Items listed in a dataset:
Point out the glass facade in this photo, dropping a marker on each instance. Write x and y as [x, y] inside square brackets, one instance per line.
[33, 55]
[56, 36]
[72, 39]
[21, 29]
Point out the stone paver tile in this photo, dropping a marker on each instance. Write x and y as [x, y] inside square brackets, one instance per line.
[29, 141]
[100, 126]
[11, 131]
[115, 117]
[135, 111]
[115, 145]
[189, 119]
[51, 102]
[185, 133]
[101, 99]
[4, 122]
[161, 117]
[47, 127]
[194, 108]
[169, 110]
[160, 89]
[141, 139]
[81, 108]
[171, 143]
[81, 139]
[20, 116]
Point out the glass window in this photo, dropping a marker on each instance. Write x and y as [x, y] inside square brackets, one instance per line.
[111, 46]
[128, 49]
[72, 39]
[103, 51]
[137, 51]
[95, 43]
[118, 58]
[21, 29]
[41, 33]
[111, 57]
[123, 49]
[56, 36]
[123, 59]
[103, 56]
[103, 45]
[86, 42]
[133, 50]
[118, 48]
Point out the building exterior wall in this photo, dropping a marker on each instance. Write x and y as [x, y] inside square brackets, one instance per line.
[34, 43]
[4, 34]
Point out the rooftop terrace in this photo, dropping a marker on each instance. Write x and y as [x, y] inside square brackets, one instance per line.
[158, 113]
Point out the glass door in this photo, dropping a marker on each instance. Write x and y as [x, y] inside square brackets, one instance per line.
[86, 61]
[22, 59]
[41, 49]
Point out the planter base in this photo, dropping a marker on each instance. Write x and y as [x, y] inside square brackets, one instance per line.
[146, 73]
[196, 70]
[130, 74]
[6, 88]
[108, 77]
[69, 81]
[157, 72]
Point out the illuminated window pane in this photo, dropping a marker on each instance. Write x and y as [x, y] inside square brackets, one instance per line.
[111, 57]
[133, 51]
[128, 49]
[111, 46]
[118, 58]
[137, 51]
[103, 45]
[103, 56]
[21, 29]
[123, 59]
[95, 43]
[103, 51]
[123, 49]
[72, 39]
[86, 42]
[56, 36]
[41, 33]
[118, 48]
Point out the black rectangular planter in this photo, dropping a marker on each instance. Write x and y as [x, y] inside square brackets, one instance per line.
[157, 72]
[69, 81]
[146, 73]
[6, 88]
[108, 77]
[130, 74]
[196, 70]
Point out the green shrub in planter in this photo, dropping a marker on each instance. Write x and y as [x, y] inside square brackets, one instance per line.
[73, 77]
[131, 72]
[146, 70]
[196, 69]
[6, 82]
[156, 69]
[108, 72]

— YOUR INSTRUCTIONS —
Your reply should match the data above exactly, line for line.

— FINISHED TASK —
Point out the glass facade in this photo, dropping a marker on each instance. Write x and y as [x, y] inside square brackets, one instance per line.
[33, 55]
[56, 36]
[72, 39]
[21, 29]
Point out the stone paver tile in this photo, dropping a marker on each instance. Write x and y as [x, y] inside square brackets, one instance per line.
[29, 141]
[100, 126]
[11, 131]
[115, 117]
[135, 111]
[115, 145]
[189, 119]
[51, 102]
[185, 133]
[101, 99]
[4, 122]
[161, 117]
[47, 127]
[194, 108]
[169, 110]
[160, 89]
[141, 139]
[81, 108]
[171, 143]
[81, 139]
[20, 116]
Point out the glass window in this photo, dropping a marker on each instance. Write x and y as [x, y] inside square brackets, one instance per line.
[111, 46]
[128, 49]
[72, 39]
[103, 51]
[137, 51]
[95, 43]
[118, 58]
[21, 29]
[41, 33]
[111, 57]
[123, 49]
[56, 36]
[123, 59]
[103, 56]
[103, 45]
[86, 42]
[133, 50]
[118, 48]
Point out the building exterior wall in this photo, dropping a marker on each instance. Write x and y as [x, y] inside square brackets, one instance per line.
[34, 43]
[4, 34]
Point out the rooftop terrace in this photo, dropping a marker on each instance. Write x and y as [x, y] inside square brackets, one instance per line.
[158, 113]
Point out the glass door in this photo, dropping a marker on each instance. Write x and y as [x, y] inside square brackets, one instance per line.
[86, 61]
[22, 59]
[41, 49]
Point out the planter base in this photo, dropping a marker on each instance. Write x and y as [x, y] inside square brackets, one instance per line.
[146, 73]
[196, 70]
[130, 74]
[6, 88]
[108, 77]
[69, 81]
[157, 72]
Point out the illuminated window pane in this photo, dropping a marker on each instance. Write x and y as [x, y] inside square brackets, one instance per line.
[111, 57]
[133, 51]
[128, 49]
[111, 46]
[118, 58]
[137, 51]
[103, 45]
[103, 56]
[21, 29]
[123, 59]
[95, 43]
[103, 51]
[123, 49]
[72, 39]
[86, 42]
[56, 36]
[41, 33]
[118, 48]
Point out the black rectangular planter in this photo, dropping a marker on each instance. Write x and y as [x, y] inside square brackets, one instance per line.
[157, 72]
[69, 81]
[146, 73]
[6, 88]
[108, 77]
[130, 74]
[196, 70]
Point out the green shrub in planter in this photo, dropping a marker on each instance. Write x and y as [x, y] inside square brackets, one instance per line.
[73, 77]
[131, 72]
[146, 70]
[196, 69]
[6, 82]
[156, 69]
[108, 72]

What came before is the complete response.